WHAT TO PRODUCE: Write out the data again in full, keeping every character the same.

Records excerpted from a collection:
· · · · ·

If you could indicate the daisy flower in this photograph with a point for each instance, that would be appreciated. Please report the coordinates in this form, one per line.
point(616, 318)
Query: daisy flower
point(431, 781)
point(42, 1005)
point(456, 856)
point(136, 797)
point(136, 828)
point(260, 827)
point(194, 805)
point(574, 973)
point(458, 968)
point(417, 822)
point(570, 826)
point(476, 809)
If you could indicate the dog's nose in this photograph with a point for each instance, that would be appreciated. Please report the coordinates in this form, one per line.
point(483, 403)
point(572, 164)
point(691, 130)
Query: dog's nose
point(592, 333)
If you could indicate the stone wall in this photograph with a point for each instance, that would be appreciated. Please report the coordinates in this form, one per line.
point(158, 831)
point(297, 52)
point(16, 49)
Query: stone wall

· · · · ·

RESULT OF THIS EXERCISE:
If you could indicate the daisy flower in this photograph with a point for each instance, that would be appreciated. Please report the coordinates in this form, one per line.
point(616, 318)
Query: daisy flower
point(431, 781)
point(42, 1005)
point(456, 856)
point(136, 797)
point(136, 828)
point(260, 827)
point(194, 805)
point(574, 973)
point(458, 968)
point(417, 822)
point(570, 826)
point(476, 809)
If you could indicate the dog's nose in this photograph with a point for each instance, that would be appreciated. Please report the coordinates in this form, one per line.
point(483, 403)
point(572, 164)
point(691, 130)
Query: dog's nose
point(592, 333)
If you could indicate the stone wall in this photograph with a point for each instance, that would be appreciated. Please report the coordinates in this form, one per line.
point(158, 831)
point(297, 52)
point(16, 49)
Query: stone wall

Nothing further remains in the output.